» TESTO FORNITO
┄┄┄┄┄┄┄┄┄┄┄┄┄┄┄┄┄┄┄┄
Entriamo così in una dinamica di coppia drammatica; una sorta di Le pagine della nostra vita, dove alle parole si sostituiscono le immagini. I video di viaggio che i due hanno vissuto si uniscono a quell’Avventura lì, immagini che conosciamo fin troppo bene: le pellicole di Antonioni, di Carlo di Palma, di Sordi dove Vitti ha bucato lo schermo – entrando per sempre in un immaginario collettivo. Quell’attrice, quel pezzo di storia italiana continua ad ispirarci oggi. E quelle immagini hanno acquisito un valore tale da diventare sostanza – molto più che semplici immagini in movimento.

Monica indossa il vestito nero e la parrucca di Valentina Gherardini (il personaggio interpretato da Monica Vitti ne La notte); poi il vestito bianco di Vittoria (il personaggio de L’eclisse); poi il vestito colorato e floreale di Teresa la ladra. Nello specchio non trova il suo riflesso ma altri attimi della filmografia dell’attrice. Finché a comparire nella specchiera non è altri che Alberto Sordi, in tutta la sua ilarità. Mentre Monica vive solo attraverso le pellicole, aggrappandosi a qualche battuta che sembra contenere il suo destino, Edoardo (il vero nome del personaggio interpretato da Timi) deve affrontare la perdita della casa a Roma, oltre a significative sanzioni dal tribunale.
┄┄┄┄┄┄┄┄┄┄┄┄┄┄┄┄┄┄┄┄
» ESTRATTI DELLE VOCI
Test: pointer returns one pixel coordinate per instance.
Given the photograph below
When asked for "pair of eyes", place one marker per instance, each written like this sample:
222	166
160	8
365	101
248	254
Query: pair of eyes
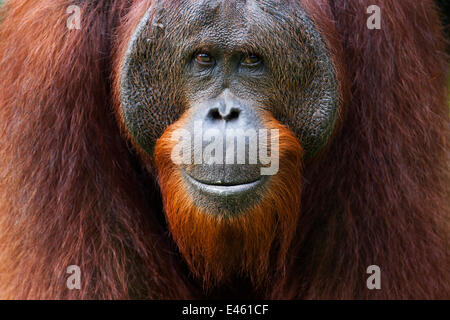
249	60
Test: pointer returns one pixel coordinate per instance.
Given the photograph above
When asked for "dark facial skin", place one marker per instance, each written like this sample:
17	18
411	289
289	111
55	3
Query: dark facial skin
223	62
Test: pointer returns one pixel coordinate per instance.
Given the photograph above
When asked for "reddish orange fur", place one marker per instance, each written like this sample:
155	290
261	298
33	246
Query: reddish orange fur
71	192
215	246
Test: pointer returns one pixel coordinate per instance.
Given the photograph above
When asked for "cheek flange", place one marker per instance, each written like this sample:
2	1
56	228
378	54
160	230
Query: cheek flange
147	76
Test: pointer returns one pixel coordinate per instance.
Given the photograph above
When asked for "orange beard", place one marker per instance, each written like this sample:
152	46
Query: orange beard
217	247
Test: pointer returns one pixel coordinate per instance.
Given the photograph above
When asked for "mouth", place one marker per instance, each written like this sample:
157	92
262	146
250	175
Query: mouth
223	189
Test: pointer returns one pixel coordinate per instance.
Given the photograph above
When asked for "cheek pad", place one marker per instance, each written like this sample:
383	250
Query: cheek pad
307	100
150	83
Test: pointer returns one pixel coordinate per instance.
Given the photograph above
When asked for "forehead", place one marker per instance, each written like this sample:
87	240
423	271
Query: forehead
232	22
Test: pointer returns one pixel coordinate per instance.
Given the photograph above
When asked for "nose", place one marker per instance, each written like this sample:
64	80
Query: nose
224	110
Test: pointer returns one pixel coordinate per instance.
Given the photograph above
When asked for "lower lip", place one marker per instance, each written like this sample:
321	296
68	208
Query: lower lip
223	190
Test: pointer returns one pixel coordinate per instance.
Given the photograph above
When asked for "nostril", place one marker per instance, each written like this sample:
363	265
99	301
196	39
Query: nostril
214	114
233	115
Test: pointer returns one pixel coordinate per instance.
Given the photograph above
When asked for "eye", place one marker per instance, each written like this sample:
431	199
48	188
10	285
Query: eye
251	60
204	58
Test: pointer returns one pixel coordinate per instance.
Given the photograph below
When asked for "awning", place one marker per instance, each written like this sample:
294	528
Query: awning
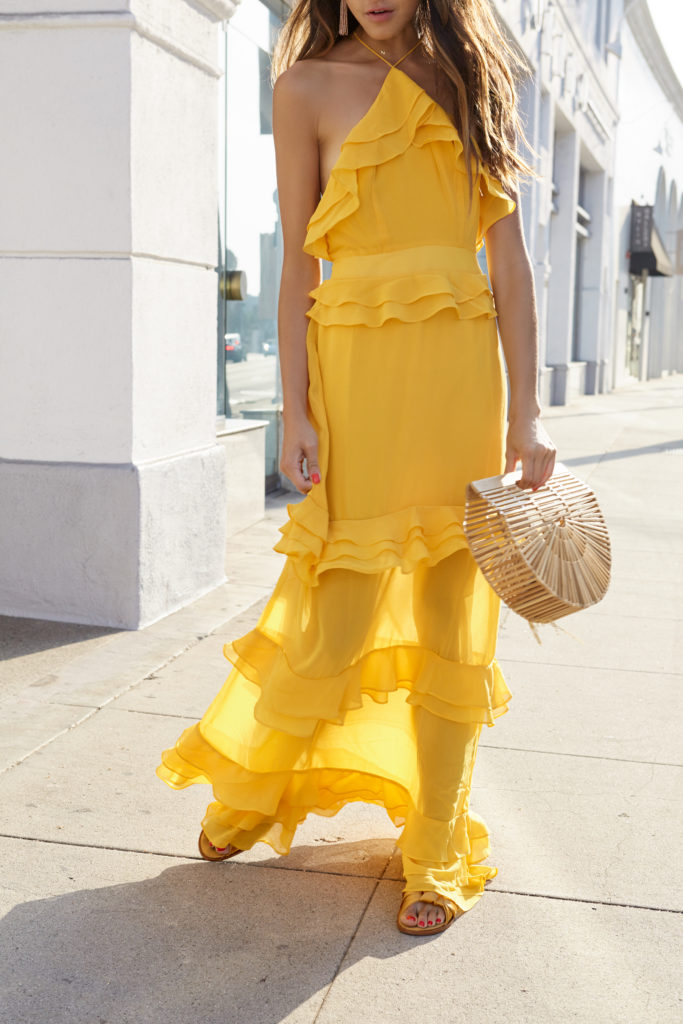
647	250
┄┄┄┄┄┄┄┄┄┄┄┄┄┄┄┄┄┄┄┄
» OBIETTIVO 1
Ricopia dal testo fornito tutto ciò che va da "Monica indossa il" fino a "sanzioni dal tribunale.".
» OBIETTIVO 2
Elenca tutti i vestiti che Monica indossa secondo il testo fornito e indica per ciascuno il personaggio a cui appartiene.

» RISULTATO 1
Monica indossa il vestito nero e la parrucca di Valentina Gherardini (il personaggio interpretato da Monica Vitti ne La notte); poi il vestito bianco di Vittoria (il personaggio de L’eclisse); poi il vestito colorato e floreale di Teresa la ladra. Nello specchio non trova il suo riflesso ma altri attimi della filmografia dell’attrice. Finché a comparire nella specchiera non è altri che Alberto Sordi, in tutta la sua ilarità. Mentre Monica vive solo attraverso le pellicole, aggrappandosi a qualche battuta che sembra contenere il suo destino, Edoardo (il vero nome del personaggio interpretato da Timi) deve affrontare la perdita della casa a Roma, oltre a significative sanzioni dal tribunale.

» RISULTATO 2
- Il vestito nero (con la parrucca) di Valentina Gherardini
- Il vestito bianco di Vittoria
- Il vestito colorato e floreale di Teresa la ladra